→ What to do
Copy every line of the items below, unchanged and in the same order.

# Start of Records for this task

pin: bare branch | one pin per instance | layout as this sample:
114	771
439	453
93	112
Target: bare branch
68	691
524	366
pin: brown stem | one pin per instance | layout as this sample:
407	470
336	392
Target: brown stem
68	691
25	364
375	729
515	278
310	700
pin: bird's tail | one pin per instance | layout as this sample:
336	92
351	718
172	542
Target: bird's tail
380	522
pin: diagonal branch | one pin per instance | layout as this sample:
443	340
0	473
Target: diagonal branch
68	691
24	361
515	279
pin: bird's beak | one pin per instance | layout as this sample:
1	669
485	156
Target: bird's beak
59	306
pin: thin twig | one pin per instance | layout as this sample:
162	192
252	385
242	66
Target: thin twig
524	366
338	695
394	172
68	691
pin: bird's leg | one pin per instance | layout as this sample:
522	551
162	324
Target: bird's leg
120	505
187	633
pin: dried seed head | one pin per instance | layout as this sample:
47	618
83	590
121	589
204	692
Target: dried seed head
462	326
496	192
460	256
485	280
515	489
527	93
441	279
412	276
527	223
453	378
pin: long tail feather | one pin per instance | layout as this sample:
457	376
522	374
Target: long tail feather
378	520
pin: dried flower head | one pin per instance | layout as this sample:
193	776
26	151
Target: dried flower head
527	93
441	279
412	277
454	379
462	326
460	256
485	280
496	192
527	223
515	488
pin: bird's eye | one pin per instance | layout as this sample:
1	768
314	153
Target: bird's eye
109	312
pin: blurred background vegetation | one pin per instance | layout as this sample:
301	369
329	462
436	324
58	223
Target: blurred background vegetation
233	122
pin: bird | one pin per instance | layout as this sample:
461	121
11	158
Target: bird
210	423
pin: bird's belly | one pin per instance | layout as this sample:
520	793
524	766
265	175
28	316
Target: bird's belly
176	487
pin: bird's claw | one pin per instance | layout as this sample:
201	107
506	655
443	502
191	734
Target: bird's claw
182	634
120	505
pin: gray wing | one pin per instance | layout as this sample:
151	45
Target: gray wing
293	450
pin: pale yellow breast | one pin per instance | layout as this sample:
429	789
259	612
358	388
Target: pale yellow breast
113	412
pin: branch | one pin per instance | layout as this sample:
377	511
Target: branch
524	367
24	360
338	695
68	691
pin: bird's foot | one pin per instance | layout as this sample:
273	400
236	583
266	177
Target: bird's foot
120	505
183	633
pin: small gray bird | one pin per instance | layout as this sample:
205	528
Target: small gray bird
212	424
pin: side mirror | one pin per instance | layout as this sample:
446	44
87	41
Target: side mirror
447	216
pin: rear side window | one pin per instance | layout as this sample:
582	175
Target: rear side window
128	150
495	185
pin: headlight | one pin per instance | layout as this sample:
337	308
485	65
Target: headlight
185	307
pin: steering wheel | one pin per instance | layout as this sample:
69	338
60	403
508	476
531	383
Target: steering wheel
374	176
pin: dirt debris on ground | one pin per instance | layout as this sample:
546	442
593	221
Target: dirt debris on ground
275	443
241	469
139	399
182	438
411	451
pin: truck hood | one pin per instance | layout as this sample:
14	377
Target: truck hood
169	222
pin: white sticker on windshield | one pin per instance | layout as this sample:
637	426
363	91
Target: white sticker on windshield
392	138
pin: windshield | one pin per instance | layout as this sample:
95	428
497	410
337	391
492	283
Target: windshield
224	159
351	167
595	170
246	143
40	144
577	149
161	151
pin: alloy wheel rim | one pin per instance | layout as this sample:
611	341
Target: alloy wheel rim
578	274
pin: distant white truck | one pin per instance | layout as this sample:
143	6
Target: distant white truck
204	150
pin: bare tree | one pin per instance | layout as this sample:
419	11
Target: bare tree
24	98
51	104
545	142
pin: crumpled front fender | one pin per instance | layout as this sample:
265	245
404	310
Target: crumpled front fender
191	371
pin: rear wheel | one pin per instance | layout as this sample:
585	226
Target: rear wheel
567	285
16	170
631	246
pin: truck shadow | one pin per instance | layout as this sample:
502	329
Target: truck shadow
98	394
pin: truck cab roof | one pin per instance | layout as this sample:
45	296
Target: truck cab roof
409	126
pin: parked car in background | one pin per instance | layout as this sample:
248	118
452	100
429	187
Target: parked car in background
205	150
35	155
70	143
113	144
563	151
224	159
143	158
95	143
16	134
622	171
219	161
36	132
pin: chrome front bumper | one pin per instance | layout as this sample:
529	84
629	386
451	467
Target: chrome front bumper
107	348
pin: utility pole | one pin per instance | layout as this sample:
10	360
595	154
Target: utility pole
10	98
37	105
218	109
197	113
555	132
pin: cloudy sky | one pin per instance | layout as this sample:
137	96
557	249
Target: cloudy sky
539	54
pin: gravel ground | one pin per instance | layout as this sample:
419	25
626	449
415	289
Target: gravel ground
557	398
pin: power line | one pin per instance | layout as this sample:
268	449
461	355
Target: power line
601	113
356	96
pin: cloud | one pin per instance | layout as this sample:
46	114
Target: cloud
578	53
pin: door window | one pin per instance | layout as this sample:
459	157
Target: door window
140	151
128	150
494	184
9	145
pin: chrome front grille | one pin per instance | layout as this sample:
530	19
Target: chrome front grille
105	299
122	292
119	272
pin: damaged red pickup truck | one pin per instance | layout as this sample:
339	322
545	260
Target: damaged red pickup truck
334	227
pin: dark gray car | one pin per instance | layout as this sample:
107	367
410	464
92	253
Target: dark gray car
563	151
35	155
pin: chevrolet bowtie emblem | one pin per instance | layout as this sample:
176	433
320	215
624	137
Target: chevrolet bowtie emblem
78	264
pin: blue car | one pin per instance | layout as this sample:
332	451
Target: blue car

# End of Records for this task

→ Reply to the exercise
pin: bare branch | one pin per instance | layout as this sample:
114	771
439	453
93	112
Target: bare branch
68	691
524	366
pin: brown stem | one pin per instance | layout as this sample:
407	470
336	392
Target: brown stem
68	691
25	364
375	729
515	278
310	700
pin: bird's tail | one pin per instance | layout as this sample:
336	92
351	718
172	542
Target: bird's tail
380	522
pin: diagonal branch | one pin per instance | layout as this sample:
443	340
0	473
Target: diagonal branch
68	691
24	361
515	279
pin: bird's beak | one pin per instance | layout as this sample:
1	669
485	156
Target: bird's beak
59	306
pin: thin twig | one pin per instance | layout as this sample:
162	192
252	385
242	66
Target: thin twig
524	366
338	695
394	172
68	691
pin: bird's leg | one pin per instance | layout as this sample:
522	551
162	324
Target: bird's leg
120	505
187	633
pin: dried seed head | one pin per instance | layout as this sample:
47	618
83	590
121	589
204	692
Target: dried seed head
462	326
496	192
460	256
485	280
515	489
527	93
441	279
412	276
527	223
453	378
pin: long tail feather | one pin per instance | layout as this sample:
457	376
522	374
Target: long tail feather
378	520
pin: dried flower head | one pin per instance | layout as this sample:
193	776
26	151
Target: dried flower head
527	93
441	279
412	277
454	379
462	326
460	256
485	280
496	192
527	223
515	488
pin: bird's eye | one pin per instance | layout as this sample:
1	768
314	153
Target: bird's eye
109	312
pin: blurred background vegetation | one pin per instance | layout as this sample:
301	369
329	462
436	324
58	223
Target: blurred background vegetation
233	122
pin: bird | one pin per instance | layout as this sample:
461	121
11	158
Target: bird
210	423
pin: bird's belly | one pin per instance | layout as this sample:
520	793
524	766
265	175
28	316
Target: bird's belly
176	487
pin: bird's claw | one pin per instance | layout as this sample:
201	107
506	655
443	502
191	734
Target: bird's claw
182	634
120	505
pin: gray wing | one pin per instance | layout as this sample:
151	45
Target: gray wing
293	450
pin: pale yellow breast | one pin per instance | layout as this sample:
429	789
259	612
358	388
Target: pale yellow breast
113	412
pin: branch | one pin per instance | layout as this sample:
377	511
Target: branch
524	367
24	360
338	695
68	691
pin: bird's foot | one pin per instance | layout as this sample:
273	400
236	583
266	177
Target: bird's foot
120	505
183	633
pin: small gray bird | one pin per instance | layout as this sample:
205	528
Target: small gray bird
212	424
pin: side mirror | one pin per instance | layout as this sample:
446	44
87	41
Target: side mirror
447	216
pin: rear side window | one pin per instance | layout as this sample:
582	175
Target: rear side window
128	150
495	185
pin: headlight | one pin per instance | layout as this sample:
337	308
485	65
Target: headlight
185	307
pin: steering wheel | one pin per instance | layout as this sample:
69	338
60	403
508	476
531	383
Target: steering wheel
374	176
pin: dirt debris on ground | one pin per instance | layout as this sample:
546	442
593	221
Target: dirt debris on ground
275	443
241	469
139	399
182	438
411	451
pin: truck hood | one pin per instance | layout as this sample:
14	377
Target: truck hood
169	222
pin: white sticker on windshield | one pin per instance | layout as this sample:
637	426
363	91
Target: white sticker on windshield
392	138
pin: windshield | one pin per instance | layout as this sample:
95	428
497	410
337	391
492	283
Target: windshield
224	159
351	167
595	170
246	143
40	144
577	149
161	151
pin: alloy wheel rim | one pin per instance | layout as this sample:
611	341
Target: alloy wheel rim
578	274
pin: distant white truck | one pin per instance | layout as this sample:
143	6
Target: distant white truck
204	150
pin: bare tree | one pin per instance | layout as this sample:
419	11
Target: bare tree
24	98
51	104
545	142
pin: crumpled front fender | one pin per instance | layout as this sample:
265	245
404	310
Target: crumpled front fender
191	371
pin: rear wheel | one pin per instance | layout as this sample:
585	226
Target: rear wheel
567	285
16	170
631	246
pin: truck shadow | one pin per instance | layout as this sample:
502	329
Target: truck shadow
98	394
pin: truck cab roof | one pin per instance | layout as this sample:
45	296
Target: truck cab roof
409	126
pin: parked car in background | one pin per instance | layout as this sample:
248	118
452	100
429	187
Target: parked car in background
205	150
35	155
70	143
113	144
563	151
224	159
143	158
95	143
16	134
622	171
219	161
36	132
pin: chrome front bumper | one pin per instance | layout as this sample:
529	84
629	386
451	467
Target: chrome front bumper
107	348
pin: utility pole | one pin per instance | layout as this sample:
10	360
595	154
Target: utility pole
10	98
37	105
218	109
197	113
555	132
pin: cloudy sky | one pin per instance | layout as this sample:
137	96
557	249
Target: cloudy sky
539	54
pin: gravel ground | one pin per instance | layout as this sample:
419	25
626	449
415	289
Target: gravel ground
557	398
pin: power line | one pin per instance | layout as this sample:
268	449
461	355
Target: power line
601	113
356	96
pin: cloud | one pin per instance | layout as this sample:
46	114
Target: cloud
578	53
pin: door window | one pin per instance | layout as this sample:
459	157
Target: door window
140	151
128	150
494	184
9	145
pin: chrome front grille | one pin per instance | layout as this sample:
530	19
Target: chrome front grille
105	299
122	292
119	272
pin: damaged red pickup truck | one pin per instance | layout as this sample:
339	322
545	260
Target: damaged red pickup truck
334	227
pin: dark gray car | one pin per instance | layout as this sample:
107	367
410	464
92	253
Target: dark gray car
563	151
35	155
pin: chevrolet bowtie emblem | one pin per instance | layout as this sample:
176	433
320	215
624	137
Target: chevrolet bowtie emblem
78	264
pin: blue car | one pin per instance | layout as this sample:
332	451
Target: blue car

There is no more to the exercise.